• _DESCRIPTION OF THE TASK_: Your output must be the line containing "Guideline: for every instance of the green" followed by every later line in the entries below, all copied exactly.

[Opening RECORDS FOR THE EXERCISE section]

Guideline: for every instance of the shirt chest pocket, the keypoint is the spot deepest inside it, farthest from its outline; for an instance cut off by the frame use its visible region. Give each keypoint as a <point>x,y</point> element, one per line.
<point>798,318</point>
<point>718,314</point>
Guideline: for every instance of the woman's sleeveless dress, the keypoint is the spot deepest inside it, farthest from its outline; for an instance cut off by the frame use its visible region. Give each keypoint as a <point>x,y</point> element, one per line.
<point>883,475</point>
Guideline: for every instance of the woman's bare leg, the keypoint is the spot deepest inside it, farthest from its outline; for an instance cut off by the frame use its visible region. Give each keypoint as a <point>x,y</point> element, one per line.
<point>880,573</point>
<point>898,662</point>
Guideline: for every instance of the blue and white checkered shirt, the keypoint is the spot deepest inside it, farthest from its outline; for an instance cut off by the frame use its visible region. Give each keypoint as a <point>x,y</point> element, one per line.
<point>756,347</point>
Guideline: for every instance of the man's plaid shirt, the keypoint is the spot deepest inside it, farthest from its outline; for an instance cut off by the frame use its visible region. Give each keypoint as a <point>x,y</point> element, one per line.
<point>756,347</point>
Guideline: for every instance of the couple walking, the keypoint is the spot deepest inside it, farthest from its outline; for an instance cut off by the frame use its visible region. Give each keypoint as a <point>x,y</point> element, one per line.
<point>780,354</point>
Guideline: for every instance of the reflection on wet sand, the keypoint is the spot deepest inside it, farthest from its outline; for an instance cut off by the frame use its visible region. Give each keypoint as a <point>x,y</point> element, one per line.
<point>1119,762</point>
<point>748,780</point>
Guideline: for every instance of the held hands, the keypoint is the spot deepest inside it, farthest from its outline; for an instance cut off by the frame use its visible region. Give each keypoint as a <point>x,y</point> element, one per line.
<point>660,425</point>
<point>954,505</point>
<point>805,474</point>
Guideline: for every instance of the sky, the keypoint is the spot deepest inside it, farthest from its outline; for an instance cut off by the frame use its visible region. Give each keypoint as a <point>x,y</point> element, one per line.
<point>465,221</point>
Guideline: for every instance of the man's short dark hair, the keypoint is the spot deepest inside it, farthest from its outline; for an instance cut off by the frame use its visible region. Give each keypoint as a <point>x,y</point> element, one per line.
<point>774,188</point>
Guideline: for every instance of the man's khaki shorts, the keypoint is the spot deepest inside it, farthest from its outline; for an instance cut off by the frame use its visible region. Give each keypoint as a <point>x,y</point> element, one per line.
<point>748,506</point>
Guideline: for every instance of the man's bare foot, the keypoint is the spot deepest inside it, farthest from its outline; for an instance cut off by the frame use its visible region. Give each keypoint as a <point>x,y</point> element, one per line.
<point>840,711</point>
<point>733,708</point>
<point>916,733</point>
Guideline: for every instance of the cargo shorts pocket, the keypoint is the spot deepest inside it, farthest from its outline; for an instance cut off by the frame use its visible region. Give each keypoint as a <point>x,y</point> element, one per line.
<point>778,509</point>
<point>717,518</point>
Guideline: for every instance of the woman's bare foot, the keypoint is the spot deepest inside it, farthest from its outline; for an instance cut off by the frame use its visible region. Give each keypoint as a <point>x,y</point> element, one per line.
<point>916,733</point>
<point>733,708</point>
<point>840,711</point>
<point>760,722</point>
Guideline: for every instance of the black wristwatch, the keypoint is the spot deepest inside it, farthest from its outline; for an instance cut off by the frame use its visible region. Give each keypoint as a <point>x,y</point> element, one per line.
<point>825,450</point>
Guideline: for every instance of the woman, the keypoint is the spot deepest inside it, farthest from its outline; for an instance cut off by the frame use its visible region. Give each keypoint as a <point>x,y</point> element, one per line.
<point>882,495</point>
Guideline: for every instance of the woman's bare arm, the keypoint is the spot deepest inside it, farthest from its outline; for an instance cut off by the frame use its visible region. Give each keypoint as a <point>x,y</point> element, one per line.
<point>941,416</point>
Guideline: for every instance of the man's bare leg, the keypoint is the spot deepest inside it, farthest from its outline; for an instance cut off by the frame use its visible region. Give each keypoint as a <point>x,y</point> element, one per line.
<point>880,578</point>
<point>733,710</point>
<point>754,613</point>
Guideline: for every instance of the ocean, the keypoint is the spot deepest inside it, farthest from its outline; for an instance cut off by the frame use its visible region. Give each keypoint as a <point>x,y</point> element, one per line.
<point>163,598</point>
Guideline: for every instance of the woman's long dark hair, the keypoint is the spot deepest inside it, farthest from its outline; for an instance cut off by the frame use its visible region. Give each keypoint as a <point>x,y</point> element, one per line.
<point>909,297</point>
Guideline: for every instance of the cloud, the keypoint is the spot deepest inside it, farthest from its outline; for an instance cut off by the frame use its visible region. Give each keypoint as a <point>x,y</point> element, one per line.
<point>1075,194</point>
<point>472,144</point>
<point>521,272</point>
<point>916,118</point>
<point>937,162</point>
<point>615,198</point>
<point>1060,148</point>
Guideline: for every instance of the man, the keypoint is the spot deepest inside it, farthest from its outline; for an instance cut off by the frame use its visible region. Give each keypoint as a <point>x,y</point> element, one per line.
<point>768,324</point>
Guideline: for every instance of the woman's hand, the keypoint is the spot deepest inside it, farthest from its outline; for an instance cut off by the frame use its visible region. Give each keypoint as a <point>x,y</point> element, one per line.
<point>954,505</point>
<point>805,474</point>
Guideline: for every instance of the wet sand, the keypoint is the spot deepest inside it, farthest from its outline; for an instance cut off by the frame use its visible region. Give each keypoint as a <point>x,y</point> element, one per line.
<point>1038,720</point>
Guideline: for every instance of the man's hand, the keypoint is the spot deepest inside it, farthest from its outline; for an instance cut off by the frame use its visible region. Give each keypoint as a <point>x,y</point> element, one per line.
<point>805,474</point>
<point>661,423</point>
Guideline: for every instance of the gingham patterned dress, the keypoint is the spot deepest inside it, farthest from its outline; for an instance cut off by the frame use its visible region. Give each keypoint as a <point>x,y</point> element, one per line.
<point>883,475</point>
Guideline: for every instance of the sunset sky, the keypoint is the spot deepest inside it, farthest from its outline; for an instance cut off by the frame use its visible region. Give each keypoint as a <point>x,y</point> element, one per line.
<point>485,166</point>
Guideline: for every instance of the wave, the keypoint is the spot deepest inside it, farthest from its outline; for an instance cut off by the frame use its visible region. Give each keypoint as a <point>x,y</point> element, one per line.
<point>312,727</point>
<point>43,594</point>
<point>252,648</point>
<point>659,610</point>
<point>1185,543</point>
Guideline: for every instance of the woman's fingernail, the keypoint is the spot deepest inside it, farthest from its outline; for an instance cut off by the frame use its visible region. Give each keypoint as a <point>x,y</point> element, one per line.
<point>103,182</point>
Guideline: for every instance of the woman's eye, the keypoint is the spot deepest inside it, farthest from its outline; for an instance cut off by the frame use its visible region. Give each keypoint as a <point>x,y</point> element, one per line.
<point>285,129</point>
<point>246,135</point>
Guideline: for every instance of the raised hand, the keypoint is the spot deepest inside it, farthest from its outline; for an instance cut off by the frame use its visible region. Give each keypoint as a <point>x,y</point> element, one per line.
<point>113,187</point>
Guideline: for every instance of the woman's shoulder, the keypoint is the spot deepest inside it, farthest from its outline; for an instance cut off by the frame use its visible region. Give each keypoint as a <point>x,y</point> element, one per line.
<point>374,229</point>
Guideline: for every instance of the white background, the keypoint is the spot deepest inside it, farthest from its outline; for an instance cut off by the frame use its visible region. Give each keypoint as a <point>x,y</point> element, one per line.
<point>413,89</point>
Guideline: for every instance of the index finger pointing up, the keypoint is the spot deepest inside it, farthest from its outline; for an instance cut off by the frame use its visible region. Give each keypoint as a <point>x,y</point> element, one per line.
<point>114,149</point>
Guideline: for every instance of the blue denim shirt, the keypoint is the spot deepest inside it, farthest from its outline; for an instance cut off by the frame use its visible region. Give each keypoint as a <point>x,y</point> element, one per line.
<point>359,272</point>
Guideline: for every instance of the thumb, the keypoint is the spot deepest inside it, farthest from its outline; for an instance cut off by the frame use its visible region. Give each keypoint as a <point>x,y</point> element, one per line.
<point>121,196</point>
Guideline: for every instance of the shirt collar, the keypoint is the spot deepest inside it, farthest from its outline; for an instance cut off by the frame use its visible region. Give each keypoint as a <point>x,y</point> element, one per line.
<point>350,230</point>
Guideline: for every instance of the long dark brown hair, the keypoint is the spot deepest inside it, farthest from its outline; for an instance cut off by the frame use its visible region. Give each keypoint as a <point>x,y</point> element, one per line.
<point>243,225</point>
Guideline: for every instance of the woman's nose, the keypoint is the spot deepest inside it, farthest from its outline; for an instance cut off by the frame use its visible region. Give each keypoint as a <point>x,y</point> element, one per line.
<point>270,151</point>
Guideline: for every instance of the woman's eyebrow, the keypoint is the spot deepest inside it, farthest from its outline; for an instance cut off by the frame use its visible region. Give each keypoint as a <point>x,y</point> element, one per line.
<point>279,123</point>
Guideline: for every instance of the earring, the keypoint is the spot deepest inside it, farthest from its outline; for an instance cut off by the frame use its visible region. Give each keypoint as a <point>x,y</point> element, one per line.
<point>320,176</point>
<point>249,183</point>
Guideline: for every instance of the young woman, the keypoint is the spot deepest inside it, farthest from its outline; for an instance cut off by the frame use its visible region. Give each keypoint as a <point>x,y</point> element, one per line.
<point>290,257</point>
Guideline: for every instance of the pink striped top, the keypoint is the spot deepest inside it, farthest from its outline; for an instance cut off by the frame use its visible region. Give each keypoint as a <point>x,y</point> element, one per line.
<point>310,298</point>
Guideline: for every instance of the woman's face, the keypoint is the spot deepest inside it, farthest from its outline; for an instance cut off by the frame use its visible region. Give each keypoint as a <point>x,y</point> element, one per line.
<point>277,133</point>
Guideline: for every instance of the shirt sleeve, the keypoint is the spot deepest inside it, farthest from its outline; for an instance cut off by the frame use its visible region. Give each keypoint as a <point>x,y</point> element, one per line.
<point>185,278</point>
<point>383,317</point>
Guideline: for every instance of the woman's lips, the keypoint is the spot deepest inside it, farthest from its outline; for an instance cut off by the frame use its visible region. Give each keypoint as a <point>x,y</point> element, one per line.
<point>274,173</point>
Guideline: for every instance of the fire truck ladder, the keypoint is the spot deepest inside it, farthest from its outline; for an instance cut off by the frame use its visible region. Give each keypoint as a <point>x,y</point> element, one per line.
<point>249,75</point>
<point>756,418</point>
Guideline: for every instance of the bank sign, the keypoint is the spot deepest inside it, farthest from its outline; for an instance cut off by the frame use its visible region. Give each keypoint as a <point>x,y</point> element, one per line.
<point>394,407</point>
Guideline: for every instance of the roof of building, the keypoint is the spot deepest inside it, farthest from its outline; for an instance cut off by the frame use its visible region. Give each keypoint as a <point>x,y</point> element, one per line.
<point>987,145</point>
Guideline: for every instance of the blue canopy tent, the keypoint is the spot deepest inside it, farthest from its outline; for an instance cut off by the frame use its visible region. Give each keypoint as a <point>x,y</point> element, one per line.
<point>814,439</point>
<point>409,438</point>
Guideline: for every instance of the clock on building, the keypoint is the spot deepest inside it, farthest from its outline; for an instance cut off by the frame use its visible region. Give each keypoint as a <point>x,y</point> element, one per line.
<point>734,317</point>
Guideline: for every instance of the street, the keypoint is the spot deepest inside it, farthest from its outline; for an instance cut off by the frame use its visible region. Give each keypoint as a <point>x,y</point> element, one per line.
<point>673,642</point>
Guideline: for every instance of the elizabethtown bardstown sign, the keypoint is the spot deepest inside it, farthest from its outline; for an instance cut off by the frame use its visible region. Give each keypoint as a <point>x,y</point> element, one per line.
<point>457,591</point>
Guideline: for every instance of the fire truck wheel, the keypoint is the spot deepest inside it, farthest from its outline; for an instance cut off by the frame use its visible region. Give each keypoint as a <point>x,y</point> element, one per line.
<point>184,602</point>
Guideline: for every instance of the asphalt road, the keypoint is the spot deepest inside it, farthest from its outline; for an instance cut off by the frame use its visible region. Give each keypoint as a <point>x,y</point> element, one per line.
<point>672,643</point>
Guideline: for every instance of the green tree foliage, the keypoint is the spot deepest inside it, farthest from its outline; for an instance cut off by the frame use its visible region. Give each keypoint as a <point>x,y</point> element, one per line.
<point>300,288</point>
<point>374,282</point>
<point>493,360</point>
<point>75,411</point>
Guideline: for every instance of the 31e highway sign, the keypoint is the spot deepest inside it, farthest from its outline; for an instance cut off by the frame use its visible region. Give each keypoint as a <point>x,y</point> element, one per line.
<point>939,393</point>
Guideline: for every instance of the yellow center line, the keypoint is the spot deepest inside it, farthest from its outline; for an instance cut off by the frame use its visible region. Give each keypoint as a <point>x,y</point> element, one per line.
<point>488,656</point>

[Closing RECORDS FOR THE EXERCISE section]

• _RESPONSE TO THIS EXERCISE_:
Guideline: for every instance of the green tree foliage, the keypoint is the spot deepest inside it, farthest from its outline; for an instance cut off by the frame use its visible region. Give each keypoint as a <point>x,y</point> element, one per line.
<point>300,288</point>
<point>374,282</point>
<point>493,360</point>
<point>75,411</point>
Guideline: for every instance of the 31e highway sign, the keypoint is the spot deepest inside it, farthest from its outline; for an instance cut off by the frame use its visible region. Give each keypoint as a <point>x,y</point> element, one per line.
<point>939,393</point>
Guideline: for every instance of the yellow center line, the keypoint is the spot deepest inside it, farthest from its outline; for an instance cut off by the frame use its visible region. Give each keypoint as a <point>x,y</point> element, one per line.
<point>488,656</point>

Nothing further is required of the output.